WHAT TO WORK ON:
**A.** Copy the passage of the Arduino party-room post starting with "The Arduino Nano." and going on through "on the breadboard.", keeping every word and punctuation mark as it appears.
**B.** Count the lines in the entries that contain the string "target", and reply with that number alone.

## Begin DOCUMENT PASSAGE

Monday, June 6, 2016

Making the party room (Theory Post)

Remember when I said, "sooner than you expect?"

Well, this post here is a tutorial, like my RasPi lighting system. Actually, its more of an extension to that project really, since I am using the same LED Strips I got back then. Only now, they are properly mounted.

So what is different now? 

Have you ever been fascinated by those disco lights? Ones that change their color and intensity according to the song that is being played? I bet you have. I bet some of you even wanted those in your room. I know because I wanted one. But those system, don't come cheap. And I'm already on a shoestring budget, pretty much always. The cheaper solution is (pretty much) always to make your own. And hence, I turned to Arduino, the nifty little microprocessor.


The Arduino Nano. There are many versions available. The Uno being the most popular. You can use the Uno or the Nano. They have the same processors, but the Nano is easier on the breadboard.



Basically, What I needed to do was to split the audio into 2 signals, one going to my main stereo system, and one going to the analysis chip to break down the sound into diff parts, identifying the lows, mids, and highs of the sound. and somehow drive / light up the LED strips according to those processing values,

The first part is easy, splitting the audio signal. I just bought the 3.5 mm audio jack splitter. DUH! You can also use a microphone placed near the speaker, in-case you do not want to tamper much. But, that will also pick up the ambient noise, so will be good only in silent environment. Only thing that is required is getting a clean audio signal.


Simple Audio Splitter. You can use a microphone board as well, if you like.


Now for the second part, the signal analysis. It's a bit tricky. Especially if you plan to use an arduino only. That is because the Arduino itself is not meant for direct audio. We can however, turn it into a spectrum analyser using some pretty complex maths. Remember Fourier transforms? That's what the Arduino will have to do, hundreds of time per second, to separate the audio into different frequency bands.

## End DOCUMENT PASSAGE
## Begin SUPPLIED MATERIAL

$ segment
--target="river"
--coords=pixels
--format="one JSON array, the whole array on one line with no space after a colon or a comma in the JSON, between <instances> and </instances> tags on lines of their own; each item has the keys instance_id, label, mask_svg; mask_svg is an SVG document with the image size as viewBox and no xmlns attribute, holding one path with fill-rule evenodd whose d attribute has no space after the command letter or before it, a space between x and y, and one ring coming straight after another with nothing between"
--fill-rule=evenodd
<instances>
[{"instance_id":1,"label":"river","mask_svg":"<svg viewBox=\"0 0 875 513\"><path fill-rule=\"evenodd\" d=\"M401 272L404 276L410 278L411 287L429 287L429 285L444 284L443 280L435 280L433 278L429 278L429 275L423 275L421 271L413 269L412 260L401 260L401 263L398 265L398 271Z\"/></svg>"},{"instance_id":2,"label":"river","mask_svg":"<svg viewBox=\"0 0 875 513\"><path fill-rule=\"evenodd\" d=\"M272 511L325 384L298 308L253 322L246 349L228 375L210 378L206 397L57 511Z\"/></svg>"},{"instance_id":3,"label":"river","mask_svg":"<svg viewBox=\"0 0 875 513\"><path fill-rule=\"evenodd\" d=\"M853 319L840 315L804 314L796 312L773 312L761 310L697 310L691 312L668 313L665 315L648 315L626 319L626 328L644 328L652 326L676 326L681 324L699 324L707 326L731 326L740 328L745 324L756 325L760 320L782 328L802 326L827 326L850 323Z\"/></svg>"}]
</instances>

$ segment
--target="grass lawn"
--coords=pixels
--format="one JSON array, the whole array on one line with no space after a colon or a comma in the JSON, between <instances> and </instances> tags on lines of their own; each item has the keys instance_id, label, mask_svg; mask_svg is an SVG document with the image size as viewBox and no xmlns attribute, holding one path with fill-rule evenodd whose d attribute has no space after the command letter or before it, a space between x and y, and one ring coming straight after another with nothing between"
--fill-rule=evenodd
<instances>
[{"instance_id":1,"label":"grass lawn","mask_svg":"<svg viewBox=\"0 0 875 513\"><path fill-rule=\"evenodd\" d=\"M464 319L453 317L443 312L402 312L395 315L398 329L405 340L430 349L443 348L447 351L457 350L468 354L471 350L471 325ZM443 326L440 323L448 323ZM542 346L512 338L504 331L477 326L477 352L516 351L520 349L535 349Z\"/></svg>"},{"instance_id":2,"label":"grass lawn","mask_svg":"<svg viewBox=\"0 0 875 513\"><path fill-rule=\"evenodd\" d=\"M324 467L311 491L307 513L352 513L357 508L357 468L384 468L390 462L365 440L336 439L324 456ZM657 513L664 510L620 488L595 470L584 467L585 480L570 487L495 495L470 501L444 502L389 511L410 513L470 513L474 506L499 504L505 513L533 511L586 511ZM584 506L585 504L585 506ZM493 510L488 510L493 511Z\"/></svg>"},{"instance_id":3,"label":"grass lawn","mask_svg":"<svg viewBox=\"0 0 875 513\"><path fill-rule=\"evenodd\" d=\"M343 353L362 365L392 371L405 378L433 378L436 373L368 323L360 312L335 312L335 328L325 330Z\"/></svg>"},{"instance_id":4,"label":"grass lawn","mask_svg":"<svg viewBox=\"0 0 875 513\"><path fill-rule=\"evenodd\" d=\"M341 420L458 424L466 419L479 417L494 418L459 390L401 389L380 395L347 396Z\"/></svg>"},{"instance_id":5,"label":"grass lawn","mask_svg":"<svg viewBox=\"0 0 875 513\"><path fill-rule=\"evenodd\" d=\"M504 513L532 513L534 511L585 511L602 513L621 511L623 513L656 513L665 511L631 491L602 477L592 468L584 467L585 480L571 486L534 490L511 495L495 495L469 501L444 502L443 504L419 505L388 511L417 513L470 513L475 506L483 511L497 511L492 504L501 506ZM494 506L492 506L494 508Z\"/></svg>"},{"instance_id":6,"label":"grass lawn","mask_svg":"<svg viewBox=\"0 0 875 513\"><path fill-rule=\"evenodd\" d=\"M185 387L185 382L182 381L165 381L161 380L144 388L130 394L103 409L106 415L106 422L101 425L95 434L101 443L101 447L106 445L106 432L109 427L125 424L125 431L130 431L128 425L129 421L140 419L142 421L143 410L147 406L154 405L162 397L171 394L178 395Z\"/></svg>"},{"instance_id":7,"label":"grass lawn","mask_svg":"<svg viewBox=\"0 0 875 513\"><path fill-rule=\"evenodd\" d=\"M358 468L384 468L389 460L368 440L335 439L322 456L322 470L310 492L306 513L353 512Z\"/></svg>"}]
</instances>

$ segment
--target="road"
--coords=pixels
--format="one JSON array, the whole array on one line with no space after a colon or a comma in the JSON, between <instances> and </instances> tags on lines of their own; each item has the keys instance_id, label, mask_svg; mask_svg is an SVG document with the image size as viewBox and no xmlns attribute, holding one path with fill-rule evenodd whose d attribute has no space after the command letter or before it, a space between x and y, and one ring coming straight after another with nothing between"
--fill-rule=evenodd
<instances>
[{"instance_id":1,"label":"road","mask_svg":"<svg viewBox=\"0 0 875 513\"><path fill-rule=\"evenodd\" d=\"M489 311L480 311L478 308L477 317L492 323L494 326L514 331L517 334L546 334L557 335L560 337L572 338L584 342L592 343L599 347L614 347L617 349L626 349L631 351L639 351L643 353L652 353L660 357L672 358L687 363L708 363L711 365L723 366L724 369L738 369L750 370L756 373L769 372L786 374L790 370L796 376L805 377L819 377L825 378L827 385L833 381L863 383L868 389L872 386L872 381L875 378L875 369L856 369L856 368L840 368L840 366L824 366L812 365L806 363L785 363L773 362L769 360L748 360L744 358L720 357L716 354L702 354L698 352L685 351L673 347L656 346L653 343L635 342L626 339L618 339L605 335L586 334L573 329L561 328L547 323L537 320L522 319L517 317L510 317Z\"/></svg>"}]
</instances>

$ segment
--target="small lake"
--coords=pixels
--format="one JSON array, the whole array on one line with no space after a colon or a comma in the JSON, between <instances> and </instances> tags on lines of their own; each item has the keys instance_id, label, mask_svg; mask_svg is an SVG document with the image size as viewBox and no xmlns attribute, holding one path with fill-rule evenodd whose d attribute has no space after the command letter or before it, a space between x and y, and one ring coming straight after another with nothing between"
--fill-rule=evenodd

## End SUPPLIED MATERIAL

TASK-BY-TASK OUTPUTS:
**A.**
The Arduino Nano. There are many versions available. The Uno being the most popular. You can use the Uno or the Nano. They have the same processors, but the Nano is easier on the breadboard.

**B.** 4